_The task_. In the passage on gratitude and complaining about the weather, what does lack of gratitude translate into?

_Extract to read_.
__________

Our complaints reveal that our eyes have become clouded to God’s blessings. This might sound trivial. It’s not. We receive wind and snow and rain and sun and cold as affronts to our personal preferences and disruptions to the plans we would like to be living out, and we fail to see how each of these is a gift in the web of life in which we ourselves receive life. Our complaining about the weather could be added to a long list of resources that we treat with a casual wastefulness, extracting what we need, throwing out what we don’t, and never pausing to consider the gift these resources offer us, nor what our duty of care toward these gifts should be. Lack of gratitude translates into lack of responsibility.

This means that our lack of gratitude has another more sinister dimension. I think about one of my mentor’s wise analysis of the serpent in the garden and the temptations of Jesus in the wilderness. Adam and Eve were given almost everything in Eden for their pleasure and use. ‘Almost’ is the key word. They were to keep their hands off one tree’s fruit. One part of that creation was not for human consumption. When they couldn’t understand that one limitation, paradise slipped out of their grasp. Likewise, one of the three central temptations of Jesus in the wilderness involved the turning of stones into bread. What Jesus had to realize and accept was that stones are not bread. They don’t exist as food for human stomachs, and trying to make them into one more opportunity to feed our insatiable human hunger would have been disrespectful to God, as well as to the pattern of life in which Jesus exists.

The lesson of these two biblical examples has been almost entirely lost on us. We not only don’t appreciate God’s good gifts, we don’t understand that the world God has created doesn’t exclusively exist to feed and delight us.

__________

_Dataset rows_.
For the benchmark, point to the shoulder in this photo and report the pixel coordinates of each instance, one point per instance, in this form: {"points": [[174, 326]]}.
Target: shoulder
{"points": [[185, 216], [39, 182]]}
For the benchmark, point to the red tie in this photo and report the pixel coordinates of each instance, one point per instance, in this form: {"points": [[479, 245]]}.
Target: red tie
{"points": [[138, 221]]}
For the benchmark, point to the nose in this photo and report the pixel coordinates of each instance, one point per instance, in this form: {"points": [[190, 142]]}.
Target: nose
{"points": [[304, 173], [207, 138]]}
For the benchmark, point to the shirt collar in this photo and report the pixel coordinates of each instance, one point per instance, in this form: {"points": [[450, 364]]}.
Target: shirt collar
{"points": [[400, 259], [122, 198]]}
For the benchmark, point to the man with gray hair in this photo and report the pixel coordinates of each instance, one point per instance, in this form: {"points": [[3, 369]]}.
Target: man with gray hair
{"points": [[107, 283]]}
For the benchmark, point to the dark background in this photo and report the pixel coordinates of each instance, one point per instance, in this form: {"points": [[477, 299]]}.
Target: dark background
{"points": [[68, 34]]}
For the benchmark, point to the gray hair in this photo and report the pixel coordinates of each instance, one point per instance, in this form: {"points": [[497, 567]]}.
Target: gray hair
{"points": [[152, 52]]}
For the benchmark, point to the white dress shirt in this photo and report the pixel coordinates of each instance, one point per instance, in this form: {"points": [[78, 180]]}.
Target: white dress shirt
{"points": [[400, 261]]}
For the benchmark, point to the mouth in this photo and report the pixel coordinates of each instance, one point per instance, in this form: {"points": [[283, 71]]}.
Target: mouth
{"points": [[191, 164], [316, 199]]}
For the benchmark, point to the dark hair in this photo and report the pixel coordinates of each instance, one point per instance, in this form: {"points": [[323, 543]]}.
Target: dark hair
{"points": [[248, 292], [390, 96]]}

__________

_Task output_. Lack of responsibility.